**DIRECTIVE:**
Copy every one of these entries line for line, leaving out the pictures.

A block of data
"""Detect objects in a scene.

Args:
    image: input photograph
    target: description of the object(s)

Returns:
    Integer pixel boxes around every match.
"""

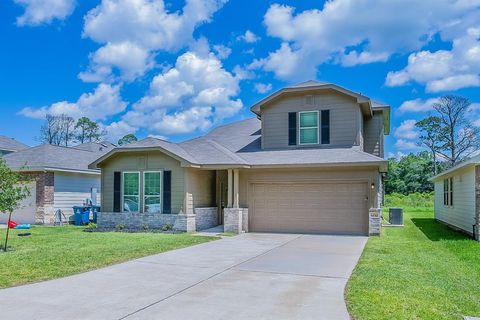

**FINISHED EXERCISE:**
"""Detect objects in a scene.

Args:
    image: input photograph
    target: description of the object(s)

Returns:
    Integer pixel boxes around every match.
"""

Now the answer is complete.